(EXTRACT TO READ)
#####

For any invention, technical proof of concept or prototyping happens years ahead of the invention being infused into actual products. When we talk about 5nm chip manufacturing, a test chip was already prototyped in last October, thanks to Cadence and Imec. Details about this chip can be found in a blog at Semiwiki (link is given at the end). So, where is the technical wall for Moore’s law? Yes, it’s retarding, but is it the end? When can we expect 5nm commercial chips?
Not a single week passes without hearing about Moore’s law – Moore’s law is dead, Moore’s law long live, More than Moore, Steps to keep up Moore’s law….. We have to realize one thing that all the dots have to connect together for making a particular technology, process, product, or service to become successful.
Often discontinuities arise in different forms in any established technological or business process. In transistor density scaling on silicon, we saw one after 28-22 nm nodes; after a brief pause, in technical terms it needed a structural change in transistors to go below 20 nm when FinFET arrived, and now FD-SOI is also a contender. FinFET has extended till 10nm. Below 10nm, we are again debating on whether FinFET should extend further or it should take another structural change in transistor – nanowire FET (Gate-All-Around).
There are pros and cons for each alternative; availability of EUV can simplify lithography and reduce cost to a certain extent, what if EUV is not there in time (it’s been already delayed according to technology evangelists), should we extend the 193nm immersion technology but that increases cost and complexity. It’s visible, what worked from 180nm to 28nm linearly is not working in the same fashion below that. Below 22nm discontinuities are more frequent after every couple of nodes. New solutions have to arrive.
Now let’s see the connection of dots; technology, business, economy, technology consumption pattern, and the future scenario. Here, we can find business level discontinuity (w.r.t. silicon density scaling) which indirectly affects technology roadmap.
What Moore’s law has provided us so far seems good enough for a good number of years from now. The technology which appears to witness maximum traction at this juncture is IoT, and 28nm seems good enough for IoT from all angles (performance, power, cost,…). Automotive is fine with 28nm and above. Same stands true for other segments such as home, personal, industry, and so on. These are business level discontinuities for silicon density scaling. Smartphones with current technology and 4G, and upcoming 5G would be more than enough in terms of performance, data processing, and so on. We are seeing slowdown in Smartphones, the largest driver of semiconductors. Where do we need super-duper high-end device needing 5nm? And who can afford it, because it’s going to be hugely expensive? We need to first consume what we have. Let’s look at the other aspects.

#####

(MATERIAL PROVIDED)
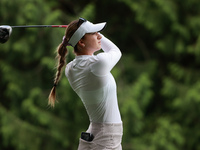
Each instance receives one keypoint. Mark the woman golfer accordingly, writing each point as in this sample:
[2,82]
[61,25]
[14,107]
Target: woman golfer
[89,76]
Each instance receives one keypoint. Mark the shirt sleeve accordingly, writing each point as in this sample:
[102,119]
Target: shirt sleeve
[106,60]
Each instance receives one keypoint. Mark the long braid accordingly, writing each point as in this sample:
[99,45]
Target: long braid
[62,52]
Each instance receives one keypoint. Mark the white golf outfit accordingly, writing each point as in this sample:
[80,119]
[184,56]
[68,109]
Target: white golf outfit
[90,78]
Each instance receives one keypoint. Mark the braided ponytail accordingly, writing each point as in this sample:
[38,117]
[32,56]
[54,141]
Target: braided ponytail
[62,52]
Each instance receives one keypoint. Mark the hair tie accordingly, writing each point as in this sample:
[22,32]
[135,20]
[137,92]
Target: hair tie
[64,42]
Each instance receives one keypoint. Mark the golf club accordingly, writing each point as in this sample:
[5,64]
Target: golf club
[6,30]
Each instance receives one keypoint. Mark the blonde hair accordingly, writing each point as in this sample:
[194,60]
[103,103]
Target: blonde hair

#####

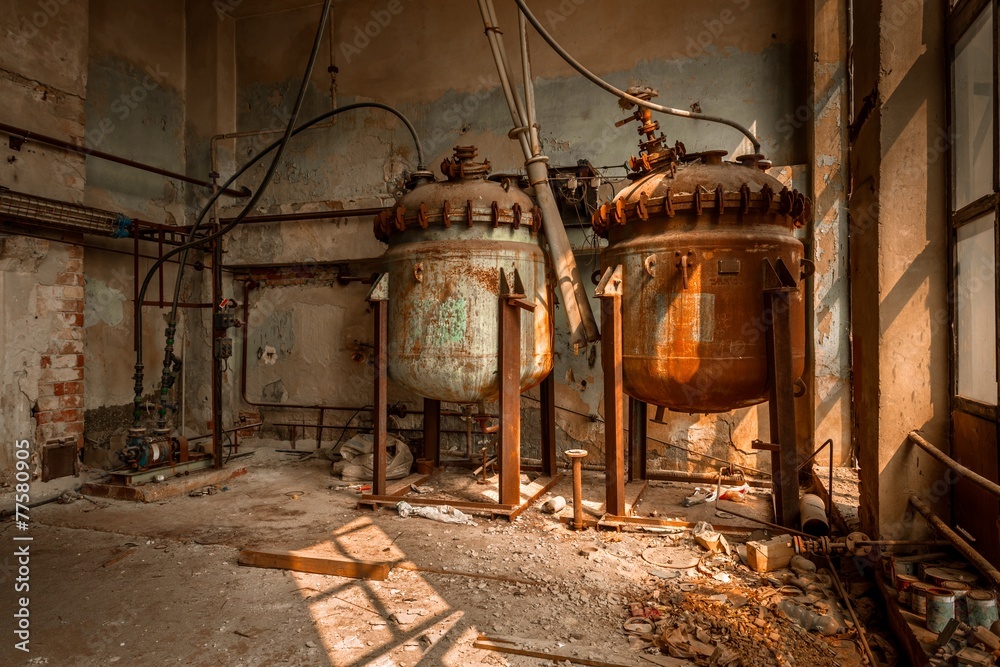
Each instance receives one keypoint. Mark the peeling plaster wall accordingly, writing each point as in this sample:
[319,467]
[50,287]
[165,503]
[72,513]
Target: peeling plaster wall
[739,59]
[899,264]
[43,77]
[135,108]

#####

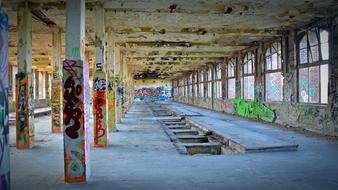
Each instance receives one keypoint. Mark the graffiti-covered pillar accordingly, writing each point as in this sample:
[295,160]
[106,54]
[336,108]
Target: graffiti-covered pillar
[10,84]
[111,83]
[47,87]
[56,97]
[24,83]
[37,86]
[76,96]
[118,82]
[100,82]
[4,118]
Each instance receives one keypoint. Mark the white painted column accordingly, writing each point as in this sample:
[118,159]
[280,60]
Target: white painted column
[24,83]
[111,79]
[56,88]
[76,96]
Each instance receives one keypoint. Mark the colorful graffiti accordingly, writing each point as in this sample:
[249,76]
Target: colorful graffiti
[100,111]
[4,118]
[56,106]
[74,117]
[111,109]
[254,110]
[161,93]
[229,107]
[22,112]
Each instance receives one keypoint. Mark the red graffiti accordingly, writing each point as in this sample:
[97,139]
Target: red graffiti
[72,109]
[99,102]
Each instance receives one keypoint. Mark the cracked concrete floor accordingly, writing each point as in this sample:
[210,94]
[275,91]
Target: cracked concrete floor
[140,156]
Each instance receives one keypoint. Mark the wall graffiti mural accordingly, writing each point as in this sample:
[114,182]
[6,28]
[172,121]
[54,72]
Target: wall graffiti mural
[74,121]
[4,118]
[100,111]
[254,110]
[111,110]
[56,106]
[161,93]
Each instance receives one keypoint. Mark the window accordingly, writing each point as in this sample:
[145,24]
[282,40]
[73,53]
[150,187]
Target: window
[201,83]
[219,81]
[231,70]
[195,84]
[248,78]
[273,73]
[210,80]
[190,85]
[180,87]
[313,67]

#####

(EXERCISES TO COMPLETE)
1) Condense the paragraph of the Moore's law article that begins "Often discontinuities arise" into a short bulleted list that keeps its main facts.
2) Pick up the Moore's law article after its final paragraph and write the next portion in the same voice.
The entries have no connection to the Moore's law article.

(SET OF ANSWERS)
1)
- Discontinuities often arise in established technological or business processes.
- In transistor density scaling on silicon, one appeared after the 28-22 nm nodes.
- After a brief pause, going below 20 nm required a structural change in transistors, and FinFET arrived; FD-SOI is also a contender.
- FinFET has extended to 10 nm.
- Below 10 nm, the debate is whether to extend FinFET further or make another structural change to the nanowire FET (Gate-All-Around).

2)
An IC Insights report on worldwide semiconductor R&D growth says that the industry-wide R&D expense grew by just 0.5% in 2015 and the growth in R&D expense by top10 R&D spenders stood at 2%. Although Intel is the top R&D spender amounting to 22% of total worldwide semiconductor R&D expense, Intel’s R&D expense in 2015 grew by 5% compared to its average R&D expense growth of 13% since 2010.
Now look at in which areas world’s major investment is flowing today, it’s not semiconductors –
Top areas for venture capital investment are Software, Biotechnology, Media & Entertainment, IT services…. semiconductor comes way down the line beyond 10[SUP]th[/SUP] rank.
What’s the future outlook for semiconductors? Again, another IC Insights report says in 2016 worldwide IC Market growth will remain between 2 to 6%, 4% being the mid-point. It cautions, tendency of growth going down is more than going up, of course taking into account worldwide financial stress and more or less deflationary trend.
Combining all these factors together what I can envision is that couple of years from now, the ecosystem, the broader community is asking the semiconductor community to provide what they have – 14nm, 28nm, 45nm, doesn’t matter what it is, integrate them together heterogeneously in a system along with MEMS (and FPGAs) and show us it solves our purpose with minimum cost, lowest energy consumption, good enough performance, good configurability, safe and secure, automating and innovating our existing premises. The focus is on products and systems rather than semiconductor technology process. That’s one of the reasons why software comes at the top in VC investment because software connects things together securely and safely.
So, how do you see the future of semiconductor technology progressing? Do not forget, there has been massive consolidation (in one way attributed to financial stress), that will give way to innovation in future. While the semiconductor process innovation goes on, the broader community has to consume what they already have on their plate; in different forms of innovation at the system level using the existing process technology. Commercial proliferation of new semiconductor technology will be slow. In my view, I do see 5nm chips coming at some point of time, but not before mid next decade.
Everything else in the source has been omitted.